Pan started arguing with the pickup driver, who suspected he was drunk and called Rattanathibet police. Pan refused police requests that he take a breathalyser test or leave his vehicle. Police say he made various calls during the four-hour standoff, at one point telling an officer to talk to a man he identified as his father, a senior army soldier.


The soldier apparently told the officer that if they did not cooperate and let the young man go he would have the whole station transferred to minor posts. Police, however, were insistent that Pan should blow in the breathalyser bag. Later, when his mother turned up, she demanded to know why police were harassing her son.


Pan, meanwhile, quietly moved to his mother’s car, and still refused to budge. Eventually police tired of the drama and forced him out of the vehicle, provoking resistance from mother and son. At the height of the drama, caught on video, both Pan and his mother were locked in a tussle on the ground with police.


Pan asked police to go easy on his mother, who was screeching and grappling at police as they tried to subdue the young man. “You have no right!” she said.


Despite his mother’s efforts, police managed to cuff him behind his back. Pan finally agreed to the test, while warning onlookers against filming the incident. A breathalyser test at the station showed his blood-alcohol level was over the limit at 196 milligrammes per 100 millilitres of blood. They charged him with driving under the influence and dangerous driving, as netizens praised police for refusing to succumb to his father’s threats.


The Nonthaburi District Court later sentenced Pan to three months in jail suspended for three years, ordered he perform community service, and fined him 11,000 baht.


Pan apologised and offered a homily against drink driving, while urging netizens not to criticise his mum. Channel 7HD, which says it campaigns against drunk driving, said it was discharging him from his contract as a show of social responsibility.


‘Motorsai’ dishes dirt on Tik

Tik

Actress Kanissarin “Tik” Patcharapakdeechot, whose marriage to actor Sornram “Noom” Theppitak ended in a sea of debts she ran up, says wealthy men have come forward with offers to take her under their wing.


They will clear her debts if she agrees to sleep with them and be their “kept woman”, she disclosed last week.

- _SUPPLIED INFORMATION_
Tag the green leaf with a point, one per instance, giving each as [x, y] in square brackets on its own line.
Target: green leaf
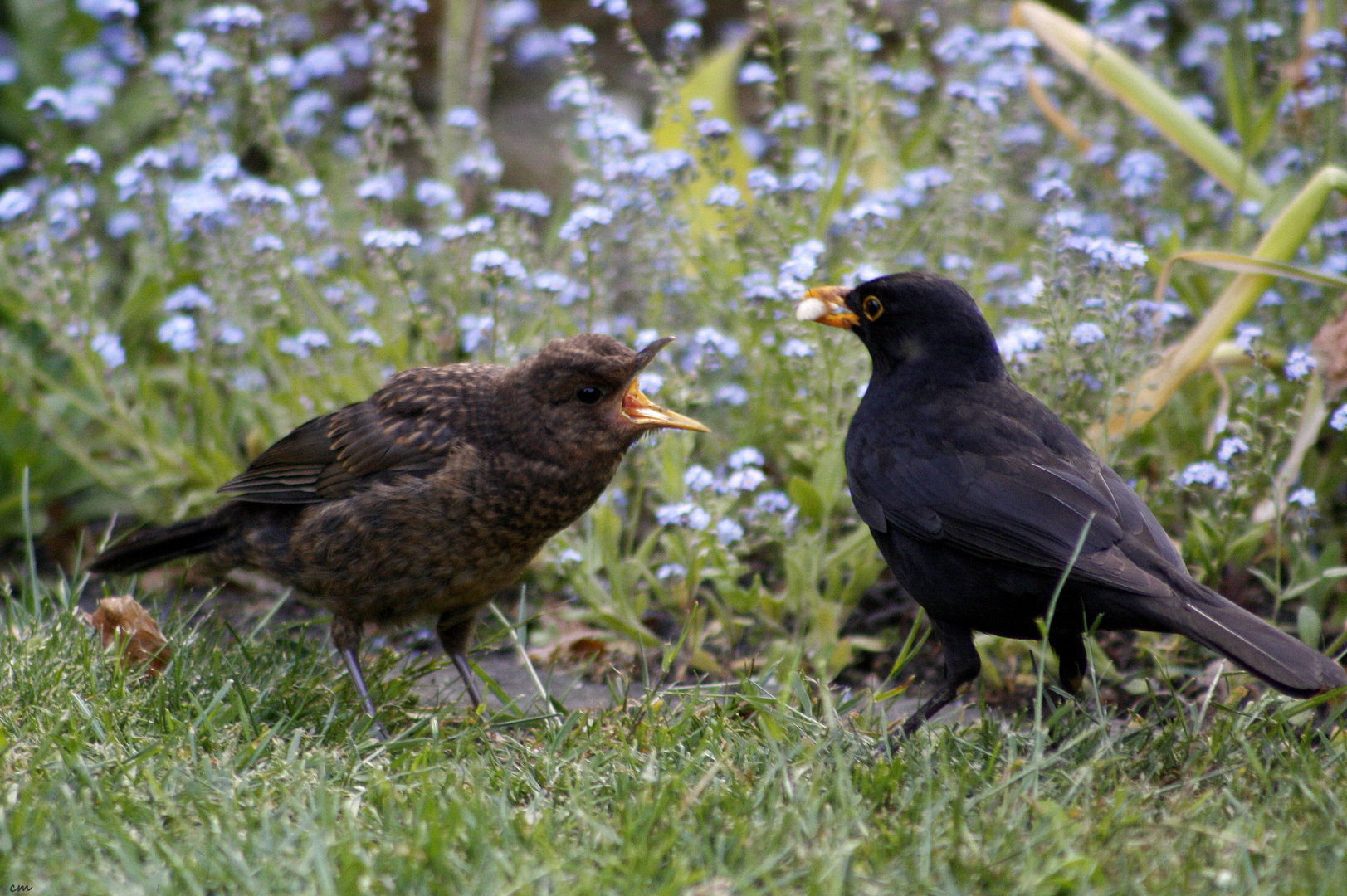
[1124, 80]
[806, 498]
[1310, 626]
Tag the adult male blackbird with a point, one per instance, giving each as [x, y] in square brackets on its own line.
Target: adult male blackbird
[979, 498]
[432, 494]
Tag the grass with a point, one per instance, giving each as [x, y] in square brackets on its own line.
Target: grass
[246, 768]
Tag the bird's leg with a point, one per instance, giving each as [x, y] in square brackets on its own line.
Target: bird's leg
[961, 666]
[1072, 659]
[454, 634]
[346, 636]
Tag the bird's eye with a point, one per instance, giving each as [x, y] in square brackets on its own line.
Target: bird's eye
[589, 395]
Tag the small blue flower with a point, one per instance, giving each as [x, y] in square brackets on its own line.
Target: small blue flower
[85, 158]
[1140, 173]
[744, 480]
[698, 479]
[715, 129]
[224, 17]
[1260, 32]
[385, 186]
[531, 202]
[1304, 498]
[464, 118]
[365, 336]
[179, 333]
[499, 261]
[583, 218]
[189, 298]
[303, 343]
[1299, 363]
[729, 531]
[385, 239]
[1204, 473]
[123, 222]
[14, 202]
[108, 347]
[683, 32]
[724, 194]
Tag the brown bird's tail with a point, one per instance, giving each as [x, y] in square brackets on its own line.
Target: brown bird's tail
[1256, 645]
[154, 546]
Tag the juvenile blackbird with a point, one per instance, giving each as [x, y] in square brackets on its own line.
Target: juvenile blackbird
[977, 496]
[432, 494]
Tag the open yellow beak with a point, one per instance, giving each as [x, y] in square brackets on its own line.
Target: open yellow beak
[826, 304]
[647, 414]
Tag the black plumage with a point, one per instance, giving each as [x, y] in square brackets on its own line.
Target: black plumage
[979, 496]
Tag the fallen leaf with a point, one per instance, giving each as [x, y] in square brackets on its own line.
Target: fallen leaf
[121, 619]
[582, 645]
[1330, 348]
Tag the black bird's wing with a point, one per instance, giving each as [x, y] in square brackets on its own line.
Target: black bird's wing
[1014, 487]
[396, 431]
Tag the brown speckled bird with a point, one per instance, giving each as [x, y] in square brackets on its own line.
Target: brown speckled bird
[430, 496]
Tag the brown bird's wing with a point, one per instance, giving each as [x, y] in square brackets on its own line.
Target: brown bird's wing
[339, 455]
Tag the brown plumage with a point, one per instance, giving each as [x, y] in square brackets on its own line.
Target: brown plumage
[432, 494]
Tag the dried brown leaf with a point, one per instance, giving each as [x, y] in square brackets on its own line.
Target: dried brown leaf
[1330, 349]
[123, 620]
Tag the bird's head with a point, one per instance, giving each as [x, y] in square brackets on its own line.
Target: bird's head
[579, 397]
[910, 319]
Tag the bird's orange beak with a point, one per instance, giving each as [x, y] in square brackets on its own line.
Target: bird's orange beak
[648, 416]
[827, 304]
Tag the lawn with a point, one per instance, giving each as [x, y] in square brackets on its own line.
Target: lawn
[246, 768]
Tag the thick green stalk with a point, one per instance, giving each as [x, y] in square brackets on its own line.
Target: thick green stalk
[1124, 80]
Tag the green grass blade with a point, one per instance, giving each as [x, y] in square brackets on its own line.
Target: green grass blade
[1154, 388]
[1125, 81]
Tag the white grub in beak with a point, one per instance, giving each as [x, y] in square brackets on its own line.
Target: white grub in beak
[826, 304]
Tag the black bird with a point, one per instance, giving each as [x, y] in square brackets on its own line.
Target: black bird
[977, 494]
[432, 494]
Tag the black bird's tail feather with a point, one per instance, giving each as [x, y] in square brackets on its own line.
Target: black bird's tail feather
[1257, 645]
[154, 546]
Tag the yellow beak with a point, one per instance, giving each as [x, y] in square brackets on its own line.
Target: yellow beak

- _HOW TO COMPLETE THIS TASK_
Return the part of the page extract from "The soldier apparently" up to and including "ground with police.", word for word.

- _EXERCISE OUTPUT_
The soldier apparently told the officer that if they did not cooperate and let the young man go he would have the whole station transferred to minor posts. Police, however, were insistent that Pan should blow in the breathalyser bag. Later, when his mother turned up, she demanded to know why police were harassing her son.


Pan, meanwhile, quietly moved to his mother’s car, and still refused to budge. Eventually police tired of the drama and forced him out of the vehicle, provoking resistance from mother and son. At the height of the drama, caught on video, both Pan and his mother were locked in a tussle on the ground with police.